Provided records ::
┏━━

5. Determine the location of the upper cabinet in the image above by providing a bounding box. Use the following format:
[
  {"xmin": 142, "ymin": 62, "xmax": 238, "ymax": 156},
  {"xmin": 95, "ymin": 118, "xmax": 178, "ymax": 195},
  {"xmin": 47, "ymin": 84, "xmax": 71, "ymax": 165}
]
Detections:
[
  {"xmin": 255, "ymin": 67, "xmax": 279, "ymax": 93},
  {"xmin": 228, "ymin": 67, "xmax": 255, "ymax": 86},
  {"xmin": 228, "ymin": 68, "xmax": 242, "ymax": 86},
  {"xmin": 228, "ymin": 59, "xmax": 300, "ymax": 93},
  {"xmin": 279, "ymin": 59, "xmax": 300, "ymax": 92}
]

┗━━

Exercise goal ::
All the data must be duplicated exactly, with nothing added or removed.

Task result ::
5. Determine the location of the upper cabinet in the image above by providing a bounding box. Use the following format:
[
  {"xmin": 142, "ymin": 62, "xmax": 238, "ymax": 156},
  {"xmin": 95, "ymin": 118, "xmax": 178, "ymax": 195},
  {"xmin": 47, "ymin": 84, "xmax": 71, "ymax": 165}
]
Detections:
[
  {"xmin": 255, "ymin": 67, "xmax": 279, "ymax": 93},
  {"xmin": 228, "ymin": 67, "xmax": 255, "ymax": 86},
  {"xmin": 228, "ymin": 68, "xmax": 242, "ymax": 86},
  {"xmin": 228, "ymin": 59, "xmax": 300, "ymax": 93},
  {"xmin": 279, "ymin": 59, "xmax": 300, "ymax": 92}
]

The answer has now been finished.